Input data =
_ _ _
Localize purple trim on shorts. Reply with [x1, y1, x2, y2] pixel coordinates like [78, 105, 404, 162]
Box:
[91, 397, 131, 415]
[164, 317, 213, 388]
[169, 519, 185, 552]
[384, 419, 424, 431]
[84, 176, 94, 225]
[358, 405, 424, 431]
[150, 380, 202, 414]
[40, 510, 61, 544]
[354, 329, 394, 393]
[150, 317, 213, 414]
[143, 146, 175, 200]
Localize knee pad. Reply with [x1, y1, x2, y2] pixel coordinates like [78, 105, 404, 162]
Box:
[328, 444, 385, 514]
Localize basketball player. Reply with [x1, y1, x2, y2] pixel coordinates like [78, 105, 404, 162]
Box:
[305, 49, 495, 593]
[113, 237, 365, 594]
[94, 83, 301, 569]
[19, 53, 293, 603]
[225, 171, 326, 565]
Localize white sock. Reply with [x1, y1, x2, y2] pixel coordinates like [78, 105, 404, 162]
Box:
_ _ _
Given task = Rewrite the data above with every "Localize" changed to "Locate", keeping everything else the same.

Answer to the problem =
Locate purple trim on shorts. Reply with [x1, y1, x2, y2] pixel coordinates like [78, 105, 404, 162]
Box:
[91, 397, 131, 415]
[164, 317, 213, 388]
[169, 519, 185, 552]
[384, 419, 424, 431]
[84, 176, 94, 225]
[358, 405, 424, 431]
[150, 380, 202, 414]
[40, 510, 61, 544]
[354, 329, 394, 393]
[150, 317, 213, 414]
[143, 146, 175, 200]
Locate knee pad. Reply with [x1, y1, x2, y2] pixel coordinates like [78, 105, 404, 162]
Box:
[328, 444, 385, 514]
Locate basketball player. Reply with [x1, y1, x2, y2] pixel coordinates like [78, 105, 404, 162]
Box:
[305, 49, 495, 593]
[113, 237, 365, 594]
[94, 83, 301, 569]
[19, 53, 293, 603]
[225, 171, 326, 565]
Locate white sock. Reply with [x1, y1, x2, y2] pixel coordinates like [78, 105, 404, 162]
Box:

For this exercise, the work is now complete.